┌────────

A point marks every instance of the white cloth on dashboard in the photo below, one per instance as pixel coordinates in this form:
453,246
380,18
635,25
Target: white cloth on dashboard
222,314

└────────

Exercise aim: Return every one of the records above verbatim, line for line, with no alterations.

Response to the exercise:
A point marks every instance of the white cloth on dashboard in the photo below, one per instance as pixel coordinates in this form:
453,246
380,18
635,25
Target: white cloth on dashboard
222,314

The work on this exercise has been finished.